- **Problem statement**
Please state how many lines in the entries below contain the string "woman". Reply with the number alone.

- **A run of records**
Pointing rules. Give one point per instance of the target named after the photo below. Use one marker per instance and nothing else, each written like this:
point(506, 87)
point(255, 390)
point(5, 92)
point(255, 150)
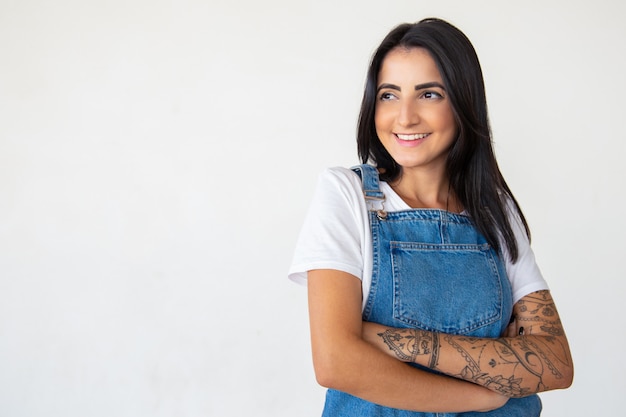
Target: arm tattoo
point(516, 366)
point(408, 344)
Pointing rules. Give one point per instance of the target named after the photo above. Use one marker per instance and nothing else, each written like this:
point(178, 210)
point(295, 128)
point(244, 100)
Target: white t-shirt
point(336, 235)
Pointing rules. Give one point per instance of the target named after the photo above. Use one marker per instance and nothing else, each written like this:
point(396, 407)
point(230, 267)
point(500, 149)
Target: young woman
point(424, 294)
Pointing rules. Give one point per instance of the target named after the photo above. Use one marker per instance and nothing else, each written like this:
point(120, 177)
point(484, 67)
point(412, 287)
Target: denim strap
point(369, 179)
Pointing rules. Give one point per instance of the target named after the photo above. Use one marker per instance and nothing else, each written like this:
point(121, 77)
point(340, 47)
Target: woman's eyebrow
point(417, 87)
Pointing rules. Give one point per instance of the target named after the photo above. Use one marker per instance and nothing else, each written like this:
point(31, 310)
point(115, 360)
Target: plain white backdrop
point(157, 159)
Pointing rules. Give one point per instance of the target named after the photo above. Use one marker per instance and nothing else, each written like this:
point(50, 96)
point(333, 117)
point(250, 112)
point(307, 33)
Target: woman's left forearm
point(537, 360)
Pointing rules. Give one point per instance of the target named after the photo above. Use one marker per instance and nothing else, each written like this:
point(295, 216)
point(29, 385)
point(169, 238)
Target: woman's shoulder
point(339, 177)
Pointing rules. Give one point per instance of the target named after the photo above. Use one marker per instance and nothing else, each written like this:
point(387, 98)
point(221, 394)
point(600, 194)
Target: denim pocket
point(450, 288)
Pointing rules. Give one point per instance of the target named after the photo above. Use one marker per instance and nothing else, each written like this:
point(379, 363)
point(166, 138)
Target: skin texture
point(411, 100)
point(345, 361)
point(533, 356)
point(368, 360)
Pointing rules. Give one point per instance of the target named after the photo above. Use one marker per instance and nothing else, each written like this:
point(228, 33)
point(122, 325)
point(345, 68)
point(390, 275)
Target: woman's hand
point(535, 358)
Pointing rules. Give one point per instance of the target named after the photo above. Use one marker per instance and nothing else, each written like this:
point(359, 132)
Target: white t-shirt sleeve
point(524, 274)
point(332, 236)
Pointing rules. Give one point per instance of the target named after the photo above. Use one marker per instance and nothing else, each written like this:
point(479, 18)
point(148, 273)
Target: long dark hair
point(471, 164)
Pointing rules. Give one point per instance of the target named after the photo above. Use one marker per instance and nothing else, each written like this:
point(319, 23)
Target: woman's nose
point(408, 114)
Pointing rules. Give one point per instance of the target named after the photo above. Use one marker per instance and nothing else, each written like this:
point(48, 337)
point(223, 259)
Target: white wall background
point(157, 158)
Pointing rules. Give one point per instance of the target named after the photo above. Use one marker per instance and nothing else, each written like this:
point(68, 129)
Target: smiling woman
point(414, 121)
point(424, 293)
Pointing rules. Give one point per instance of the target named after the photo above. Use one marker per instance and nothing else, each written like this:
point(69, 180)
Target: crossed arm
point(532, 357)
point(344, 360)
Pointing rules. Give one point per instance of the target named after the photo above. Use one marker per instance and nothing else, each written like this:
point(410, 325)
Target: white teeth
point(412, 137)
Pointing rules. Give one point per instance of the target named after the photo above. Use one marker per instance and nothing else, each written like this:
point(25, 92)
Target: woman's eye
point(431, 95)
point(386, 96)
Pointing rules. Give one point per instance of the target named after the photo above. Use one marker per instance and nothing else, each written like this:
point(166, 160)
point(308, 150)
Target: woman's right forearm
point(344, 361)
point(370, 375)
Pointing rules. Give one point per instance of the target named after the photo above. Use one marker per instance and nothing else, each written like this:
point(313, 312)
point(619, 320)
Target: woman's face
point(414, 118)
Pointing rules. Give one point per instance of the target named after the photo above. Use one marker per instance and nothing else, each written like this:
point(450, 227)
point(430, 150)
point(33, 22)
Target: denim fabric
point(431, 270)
---
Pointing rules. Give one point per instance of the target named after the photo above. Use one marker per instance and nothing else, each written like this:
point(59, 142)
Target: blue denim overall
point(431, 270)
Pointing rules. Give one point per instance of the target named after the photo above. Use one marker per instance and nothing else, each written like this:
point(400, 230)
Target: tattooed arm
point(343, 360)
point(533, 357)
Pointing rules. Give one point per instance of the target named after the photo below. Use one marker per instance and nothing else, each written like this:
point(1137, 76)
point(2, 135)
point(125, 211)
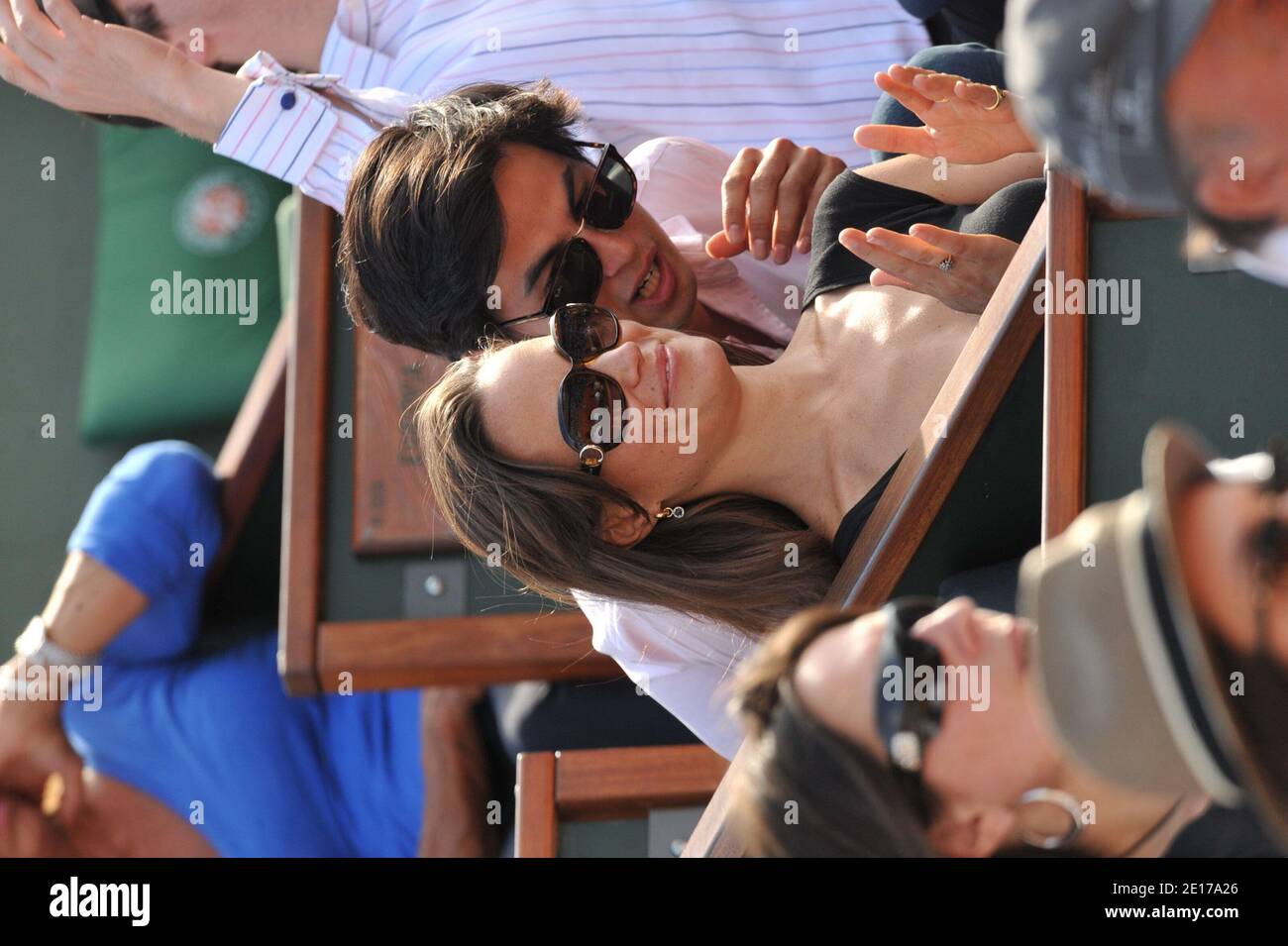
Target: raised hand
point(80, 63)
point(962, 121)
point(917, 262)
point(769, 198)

- **Solution for this problem**
10